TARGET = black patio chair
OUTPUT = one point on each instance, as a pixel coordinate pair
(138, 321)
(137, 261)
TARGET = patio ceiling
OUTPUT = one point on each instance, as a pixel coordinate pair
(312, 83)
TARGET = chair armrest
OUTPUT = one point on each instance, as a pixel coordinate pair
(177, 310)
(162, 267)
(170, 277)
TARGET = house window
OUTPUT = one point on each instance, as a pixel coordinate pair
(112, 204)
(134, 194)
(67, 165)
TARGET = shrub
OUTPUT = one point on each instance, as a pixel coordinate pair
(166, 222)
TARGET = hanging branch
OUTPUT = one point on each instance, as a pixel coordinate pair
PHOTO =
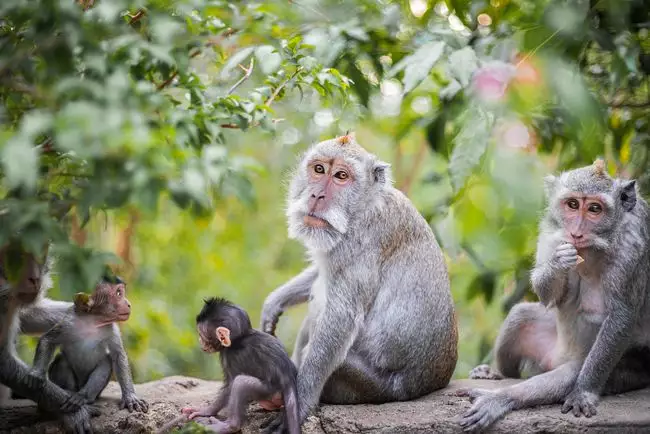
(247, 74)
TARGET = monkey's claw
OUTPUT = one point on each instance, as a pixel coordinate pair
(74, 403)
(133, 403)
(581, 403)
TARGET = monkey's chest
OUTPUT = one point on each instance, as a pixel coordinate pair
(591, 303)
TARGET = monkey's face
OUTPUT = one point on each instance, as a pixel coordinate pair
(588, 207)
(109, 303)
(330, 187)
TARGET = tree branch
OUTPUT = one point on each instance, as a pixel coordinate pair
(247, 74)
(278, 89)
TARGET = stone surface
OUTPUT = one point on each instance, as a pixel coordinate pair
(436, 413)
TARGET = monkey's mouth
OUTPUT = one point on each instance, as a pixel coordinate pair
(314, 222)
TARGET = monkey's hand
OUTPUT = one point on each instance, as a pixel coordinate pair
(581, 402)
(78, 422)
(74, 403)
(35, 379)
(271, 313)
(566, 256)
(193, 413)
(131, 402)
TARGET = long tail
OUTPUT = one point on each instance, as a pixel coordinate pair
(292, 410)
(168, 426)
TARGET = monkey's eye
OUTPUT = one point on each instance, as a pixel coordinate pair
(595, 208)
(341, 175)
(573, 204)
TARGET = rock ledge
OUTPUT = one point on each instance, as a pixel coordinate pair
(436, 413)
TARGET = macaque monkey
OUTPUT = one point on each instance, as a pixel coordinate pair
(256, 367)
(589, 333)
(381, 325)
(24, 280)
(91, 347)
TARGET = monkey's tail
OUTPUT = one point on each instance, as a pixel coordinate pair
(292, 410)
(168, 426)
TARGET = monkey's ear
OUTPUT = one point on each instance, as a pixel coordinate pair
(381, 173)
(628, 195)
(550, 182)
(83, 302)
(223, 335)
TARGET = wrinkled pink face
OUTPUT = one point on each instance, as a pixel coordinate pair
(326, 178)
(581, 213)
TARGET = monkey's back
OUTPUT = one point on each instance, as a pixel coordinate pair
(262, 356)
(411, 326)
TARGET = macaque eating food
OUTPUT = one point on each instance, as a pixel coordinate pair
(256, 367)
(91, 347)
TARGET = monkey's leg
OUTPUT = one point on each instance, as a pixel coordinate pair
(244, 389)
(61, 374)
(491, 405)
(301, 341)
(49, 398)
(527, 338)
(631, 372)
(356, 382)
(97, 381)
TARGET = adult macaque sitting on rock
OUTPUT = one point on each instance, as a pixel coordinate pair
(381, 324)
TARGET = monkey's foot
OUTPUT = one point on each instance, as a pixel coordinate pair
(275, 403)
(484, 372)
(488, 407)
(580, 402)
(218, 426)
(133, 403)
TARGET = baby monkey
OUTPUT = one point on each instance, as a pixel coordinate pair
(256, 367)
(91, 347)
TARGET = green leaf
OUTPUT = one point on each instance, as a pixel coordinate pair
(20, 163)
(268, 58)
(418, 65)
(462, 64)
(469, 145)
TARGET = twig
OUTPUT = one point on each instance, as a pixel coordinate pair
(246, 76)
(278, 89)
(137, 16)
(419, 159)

--

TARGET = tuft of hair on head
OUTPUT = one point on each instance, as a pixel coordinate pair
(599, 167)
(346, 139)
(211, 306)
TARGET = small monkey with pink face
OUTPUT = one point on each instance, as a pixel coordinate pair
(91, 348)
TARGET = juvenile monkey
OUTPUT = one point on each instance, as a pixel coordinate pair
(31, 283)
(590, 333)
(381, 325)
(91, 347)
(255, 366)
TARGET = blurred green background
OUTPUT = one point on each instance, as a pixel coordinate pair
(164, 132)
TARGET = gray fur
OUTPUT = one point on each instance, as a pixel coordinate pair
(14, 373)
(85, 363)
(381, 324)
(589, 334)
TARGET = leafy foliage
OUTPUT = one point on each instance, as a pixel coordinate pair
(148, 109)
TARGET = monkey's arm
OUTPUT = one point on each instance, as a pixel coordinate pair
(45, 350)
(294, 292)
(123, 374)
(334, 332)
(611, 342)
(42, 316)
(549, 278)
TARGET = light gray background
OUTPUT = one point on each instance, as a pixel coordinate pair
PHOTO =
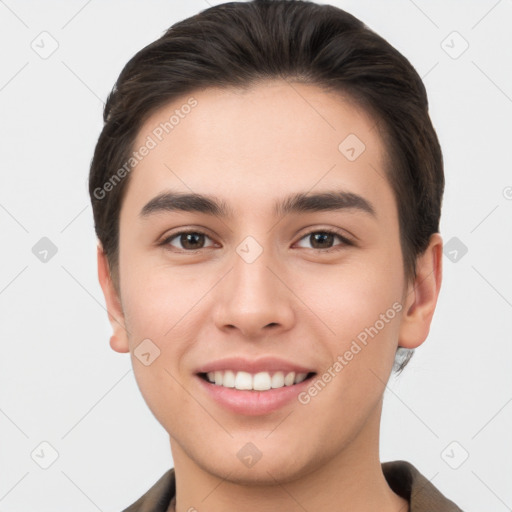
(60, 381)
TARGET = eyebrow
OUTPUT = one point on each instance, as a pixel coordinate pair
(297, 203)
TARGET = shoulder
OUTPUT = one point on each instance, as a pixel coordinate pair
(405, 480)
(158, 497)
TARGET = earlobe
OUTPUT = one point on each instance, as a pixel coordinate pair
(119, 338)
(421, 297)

» **The problem**: Search the entries for the word "pink", then gather every line that has it.

» **Problem solution**:
TARGET = wrinkled pink face
TARGET = small monkey with pink face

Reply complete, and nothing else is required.